L’ Union européenne est un réducteur d’inégalités

L’ Union européenne est engagée depuis son origine dans la réduction  des inégalités entre les Etats membres de l’Union, et aussi entre les régions de l’Union. Le résultat de cette politique à long terme n’est pas négligeable : les pays « en retard » parviennent peu à peu à combler leur retard, les régions les plus défavorisées sont fortement soutenues. Avec les élargissements de l’Union de 2004 et 2007, les aides communautaires pour les régions défavorisées se concentrent désormais surtout sur les régions en retard, ce qui est évident, qui se trouvent presque toutes dans les nouveaux pays membres (Europe centrale). On peut y ajouter le sud de l’Espagne et de l’Italie et le Portugal.
Lorsqu’on parle de l’Union européenne, ce rôle de l’Union comme réducteur d’inégalité de devrait pas être occulté, même si on n’en parle guère actuellement. Il est vrai que les aides communautaires pour les régions ne profitent quasiment plus aux régions de France (à l’exception des régions ultra-marines). Certains programmes en France bénéficient encore du Fonds social européen (par exemple des opérations de reconversion).

DONNÉES ENREGISTRÉES →
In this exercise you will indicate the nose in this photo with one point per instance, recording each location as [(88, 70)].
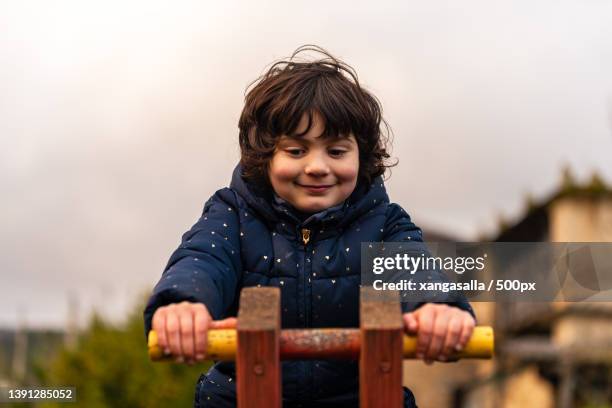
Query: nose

CONSIGNES DE L'EXERCICE →
(a) Recopiez l'extrait du texte sur la réduction des inégalités qui commence aux mots « Lorsqu’on parle de » et prend fin après « opérations de reconversion). », en y renommant « programmes » en « dispositifs ».
(b) Prolongez le texte sur la réduction des inégalités au-delà de sa dernière phrase.

RÉPONSES PAR CONSIGNE →
(a)
Lorsqu’on parle de l’Union européenne, ce rôle de l’Union comme réducteur d’inégalité de devrait pas être occulté, même si on n’en parle guère actuellement. Il est vrai que les aides communautaires pour les régions ne profitent quasiment plus aux régions de France (à l’exception des régions ultra-marines). Certains dispositifs en France bénéficient encore du Fonds social européen (par exemple des opérations de reconversion).

(b)
L’Union européenne, instrument de coopération régionale

Les critiques adressées habituellement au fonctionnement des institutions européennes – opacité, bureaucratie pléthorique, production de normes et de règlements éloignés des préoccupations des citoyens, entre autres – ont souvent tendance à ignorer le bilan de cinquante années d’une politique régionale active et multiforme. Sous l’appellation parfois de politique de cohésion sociale et territoriale, elle se propose de contribuer à réduire les inégalités et les disparités existant entre pays membres mais aussi à l’intérieur de chacun. Cet aspect méconnu de l’action de Bruxelles, qui repose sur le principe de solidarité entre les participants de l’Union, se traduit par la mise en œuvre de fonds européens aux acronymes évidemment peu médiatiques mais dotés de moyens étendus. Ces fonds représentent aujourd’hui plus du tiers du budget communautaire, le deuxième poste de dépenses après la politique agricole commune, et les premiers bénéficiaires en sont sans surprise les nouveaux entrants aux économies bien moins développées que celles des membres historiques, mais ils permettent aussi à ces derniers de recevoir leur part et de financer des projets dans des zones réputées défavorisées, difficiles d’accès, enclavées ou touchées par le dépeuplement ou la désindustrialisation. Le principe de cette redistribution se trouvait déjà inscrit dès l’origine dans les traités de Rome; il a été repris dans tous les textes qui leur ont succédé et les ont complétés. La dernière version du «traité sur le fonctionnement de l’Union européenne» le rappelle dans son article 174: «l’Union vise à réduire l’écart entre les niveaux de développement des diverses régions et le retard des régions les moins défavorisées».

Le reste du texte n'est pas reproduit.